For each statement below, answer yes or no according to the forum thread on training splits, and quote the exact words of the thread that settle it.
1. Arnold works each muscle group once every 6 days.
2. oldfart trains legs and shoulders on day 3.
3. Scotty the Body puts the general rep range for mass at 4-6 with heavy weight.

__TEXT EXCERPT__

──────────────────────────────

# Back,bis Chest,tris



## mikeCFD (Feb 21, 2002)

what is the best split for size what about reps and sets


----------



## oldfart (Feb 21, 2002)

The best split (if there is a best) is one where you get the most out of the energy put forth. At present I'm working chest and arms on day 1, day 3 is traps, lats and overall back and day 6 is legs and shoulders. I am really enjoying this routine. It's an abbreviated routine by Stuart McRobert. Start experimenting and find what works best for you. You can't make too many mistakes if you learn to stay away from overtraining.
good luck

of


----------



## Arnold (Feb 21, 2002)

I work chest & tri's together, and back & bi's together.

I usually do around 2 exercises for chest and 1 for bi's, and 2-3 exercises for back and 1-2 for tris.

I do around 5 sets per exercise, one is just a warm-up, and stay in the 6-10 rep range.

I work each muscle group once every 6 days.


----------



## bevan (Feb 22, 2002)

Don't overtrain whatever you do, sounds like your on the right track though, and getting lots of good advice from some of the other replies


----------



## Scotty the Body (Feb 22, 2002)

There's no "best Split" try diffrent things, alot of people like going with the Back Bi's  or chest tri's because you work the smaller muscle with the large so by the time you get to your Bi's or Tri's they don't need much more work, makes for a faster workout. 

I've don't Back/bi's   Chest/tri's   Chest/back    Bi's/tri's    chest/bi's   and Back/tri's.    They're all good. 

Rep range for mas is generally from 4-6 HEAVY weight.


----------



## mikeCFD (Feb 27, 2002)

Thanks guys I was reading about doing one body part a day and doing bis and tris togrther..


----------



## Bigtex111 (Mar 2, 2002)

I agree with oldfart.  Constant change though is key for me to keep progressing.


----------

──────────────────────────────

__EXTRACTED RECORDS__
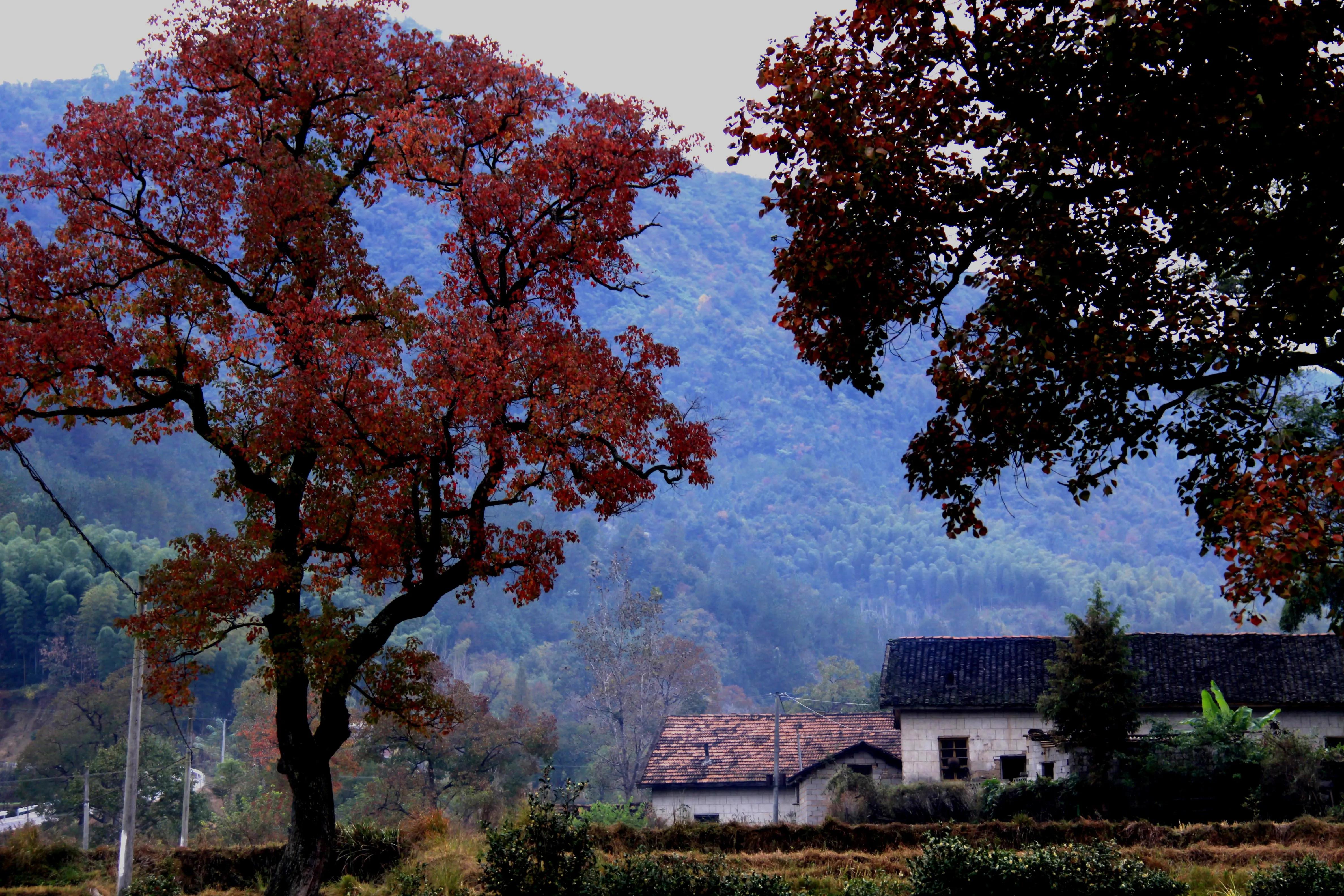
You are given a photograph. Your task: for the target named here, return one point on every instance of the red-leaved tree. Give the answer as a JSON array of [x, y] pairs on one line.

──────────────────────────────

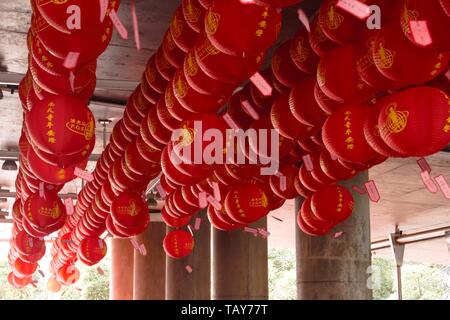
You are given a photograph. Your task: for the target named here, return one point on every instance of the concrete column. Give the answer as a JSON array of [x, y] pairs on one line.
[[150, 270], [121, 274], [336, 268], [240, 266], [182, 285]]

──────────────────────────────

__RESPONSE__
1. Yes: "I work each muscle group once every 6 days."
2. No: "day 3 is traps, lats and overall back and day 6 is legs and shoulders."
3. Yes: "Rep range for mas is generally from 4-6 HEAVY weight."